** START MATERIAL PROVIDED **
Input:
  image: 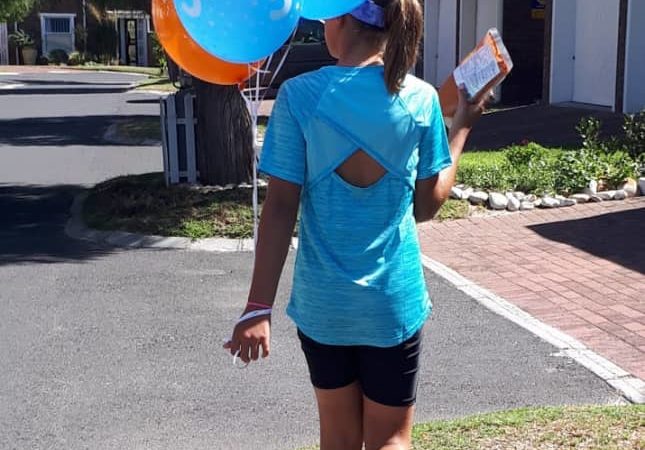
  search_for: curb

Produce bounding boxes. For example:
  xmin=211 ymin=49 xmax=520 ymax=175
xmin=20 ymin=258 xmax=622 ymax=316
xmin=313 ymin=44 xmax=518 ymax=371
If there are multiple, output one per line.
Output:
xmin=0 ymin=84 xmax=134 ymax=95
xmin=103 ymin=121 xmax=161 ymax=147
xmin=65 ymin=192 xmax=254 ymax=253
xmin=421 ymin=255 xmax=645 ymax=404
** END MATERIAL PROVIDED **
EXERCISE AIM » Update the records by replacing "curb" with "sidewalk" and leaving everything else unchanged. Leave the pictures out of your answer.

THE RESULT »
Input:
  image: 
  search_for: sidewalk

Produce bounding boxes. For example:
  xmin=211 ymin=49 xmax=520 ymax=175
xmin=20 ymin=258 xmax=622 ymax=316
xmin=313 ymin=44 xmax=518 ymax=371
If there are multiple, output one per line.
Output:
xmin=0 ymin=84 xmax=134 ymax=95
xmin=103 ymin=121 xmax=161 ymax=147
xmin=65 ymin=192 xmax=254 ymax=253
xmin=421 ymin=255 xmax=645 ymax=404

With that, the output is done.